Ejercicio:
Imprime literalmente el pasaje del texto proporcionado que va desde "Contar historias es" hasta "elíptico drama social.", ambos incluidos.

Texto proporcionado:
• • •
Contar historias es predicar. Siempre. Y da igual que el autor haga su causa del nihilismo o del cinismo más iconoclasta, porque en definitiva lo que importa es la actitud del lector; y los lectores, inevitablemente, experimentamos todas las ficciones como si fueran parábolas. Por eso concedemos tanta importancia a los finales. Somos capaces de extraer la moraleja hasta de un listín telefónico, si nos da por pensar que todos los abonados son personajes de un elíptico drama social.
Viéndolo de esta forma, el debate sobre la necesidad o no de que el autor juegue con los simbolismos y con las metáforas en sus narraciones es completamente superfluo. Si el autor decide no escribir pensando en los subtextos morales, religiosos o sociales de su propia obra el lector se encargará de hacerlo por él. No hay escapatoria.
• • •
Material suministrado:
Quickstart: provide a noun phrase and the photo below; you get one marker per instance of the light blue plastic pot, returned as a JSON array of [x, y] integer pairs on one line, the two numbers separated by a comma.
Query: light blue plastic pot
• • •
Solución:
Contar historias es predicar. Siempre. Y da igual que el autor haga su causa del nihilismo o del cinismo más iconoclasta, porque en definitiva lo que importa es la actitud del lector; y los lectores, inevitablemente, experimentamos todas las ficciones como si fueran parábolas. Por eso concedemos tanta importancia a los finales. Somos capaces de extraer la moraleja hasta de un listín telefónico, si nos da por pensar que todos los abonados son personajes de un elíptico drama social.